Region pointing data:

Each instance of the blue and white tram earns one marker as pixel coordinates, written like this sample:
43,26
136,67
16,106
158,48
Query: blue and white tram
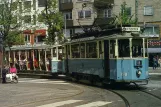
113,56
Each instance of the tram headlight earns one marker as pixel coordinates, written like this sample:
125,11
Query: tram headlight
138,73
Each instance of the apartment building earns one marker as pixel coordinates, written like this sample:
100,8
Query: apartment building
149,15
82,14
27,15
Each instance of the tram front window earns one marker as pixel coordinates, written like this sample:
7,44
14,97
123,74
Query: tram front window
137,45
75,51
123,46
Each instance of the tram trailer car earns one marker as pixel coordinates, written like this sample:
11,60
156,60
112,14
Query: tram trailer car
115,56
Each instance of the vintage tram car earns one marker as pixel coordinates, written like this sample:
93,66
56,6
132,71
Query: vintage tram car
110,56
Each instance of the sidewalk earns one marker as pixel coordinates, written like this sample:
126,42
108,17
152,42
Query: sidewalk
155,71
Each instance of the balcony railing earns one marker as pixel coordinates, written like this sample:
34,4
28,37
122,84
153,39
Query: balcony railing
104,21
66,6
69,23
102,4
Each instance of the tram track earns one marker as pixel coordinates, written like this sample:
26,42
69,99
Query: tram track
81,91
143,91
127,104
155,96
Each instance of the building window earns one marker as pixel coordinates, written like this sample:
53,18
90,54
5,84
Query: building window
27,38
152,31
14,6
41,3
39,39
148,10
72,31
66,1
107,13
27,19
82,0
34,19
68,15
84,14
27,6
34,4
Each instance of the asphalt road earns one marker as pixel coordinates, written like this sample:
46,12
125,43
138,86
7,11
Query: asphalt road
31,92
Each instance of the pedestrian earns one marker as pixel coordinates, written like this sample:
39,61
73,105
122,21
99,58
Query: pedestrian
159,62
13,72
4,72
154,62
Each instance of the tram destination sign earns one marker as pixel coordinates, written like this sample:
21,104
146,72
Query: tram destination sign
83,39
131,29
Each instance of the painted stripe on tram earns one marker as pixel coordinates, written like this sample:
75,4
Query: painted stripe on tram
60,103
95,104
42,81
66,104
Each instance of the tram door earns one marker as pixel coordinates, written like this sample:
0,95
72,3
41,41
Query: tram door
66,58
106,59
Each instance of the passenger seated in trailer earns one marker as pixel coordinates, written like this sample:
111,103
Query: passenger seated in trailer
12,72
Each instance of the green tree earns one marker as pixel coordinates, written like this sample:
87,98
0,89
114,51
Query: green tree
10,21
54,21
125,17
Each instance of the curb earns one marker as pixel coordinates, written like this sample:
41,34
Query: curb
154,73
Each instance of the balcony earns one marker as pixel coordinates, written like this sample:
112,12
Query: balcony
102,4
66,6
69,23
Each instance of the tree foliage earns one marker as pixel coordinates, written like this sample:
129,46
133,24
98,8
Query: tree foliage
54,21
8,21
124,18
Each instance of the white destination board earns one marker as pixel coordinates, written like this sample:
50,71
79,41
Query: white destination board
132,29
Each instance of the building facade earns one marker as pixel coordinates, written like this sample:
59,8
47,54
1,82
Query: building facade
82,14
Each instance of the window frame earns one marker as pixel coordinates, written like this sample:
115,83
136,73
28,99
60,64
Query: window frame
146,12
83,13
106,13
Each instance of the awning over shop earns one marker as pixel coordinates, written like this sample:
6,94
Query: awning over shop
154,50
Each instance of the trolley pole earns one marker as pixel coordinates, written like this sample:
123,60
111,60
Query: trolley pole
136,11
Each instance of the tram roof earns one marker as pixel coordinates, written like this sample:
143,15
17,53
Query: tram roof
31,47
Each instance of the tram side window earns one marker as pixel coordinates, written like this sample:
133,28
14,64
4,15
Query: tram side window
54,52
112,48
124,48
91,50
75,51
82,49
137,46
146,47
100,49
60,53
68,51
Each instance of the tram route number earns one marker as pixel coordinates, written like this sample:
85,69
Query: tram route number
133,29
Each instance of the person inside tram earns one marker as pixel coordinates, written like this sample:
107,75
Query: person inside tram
12,72
154,62
159,62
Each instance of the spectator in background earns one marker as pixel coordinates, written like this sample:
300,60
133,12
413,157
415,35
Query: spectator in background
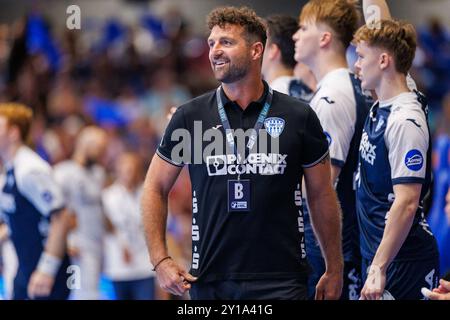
82,179
164,93
127,262
278,60
443,125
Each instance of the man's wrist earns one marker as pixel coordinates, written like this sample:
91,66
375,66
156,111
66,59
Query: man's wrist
335,267
49,264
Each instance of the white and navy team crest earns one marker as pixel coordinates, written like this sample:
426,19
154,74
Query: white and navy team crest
274,126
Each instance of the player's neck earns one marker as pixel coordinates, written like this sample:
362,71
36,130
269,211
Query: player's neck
277,72
391,85
245,90
326,63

* **What this task involves**: What the answer needs is every line from the one with "Query: trolley pole" through the last line of the data, reproduced word for word and with pictures omitted.

* **Reply**:
Query: trolley pole
136,11
Each instance of the tram roof earns one marker as pixel coordinates, written like this sample:
143,15
17,53
Query: tram roof
31,47
Each instance of the tram side window earns one marker as pixel coordinates, written like this sample:
133,28
14,64
4,15
Query: tram side window
54,52
112,48
124,48
91,50
75,51
82,49
137,46
146,47
100,49
60,53
68,51
Each instance of the tram route number earns one marker as pixel coordinates, written like this sample:
85,69
Query: tram route number
133,29
Each instance of the person inside tram earns one marker as pixel coordinates, written like this sample:
107,75
Query: person inside tram
12,72
154,62
159,62
Each instance of the spectator in background earns one marker as pixel coordinates, written like this sample:
300,60
133,12
413,157
415,35
Query: spectator in background
82,179
164,93
127,262
278,60
443,125
Each instance of the man's wrist earns one marker as pixel coordinates, written like this sample:
91,66
375,66
156,111
66,59
Query: man's wrist
335,267
49,264
Each instance of the white and navy team crest earns one marker as pixel coordinates, written like this sample:
426,19
154,74
Query: white and navy team crest
274,126
Each instance of the player's neck earns one marker as pixel coordinates, written like this sample:
362,71
36,130
269,211
Query: player's neck
277,72
391,85
245,90
326,63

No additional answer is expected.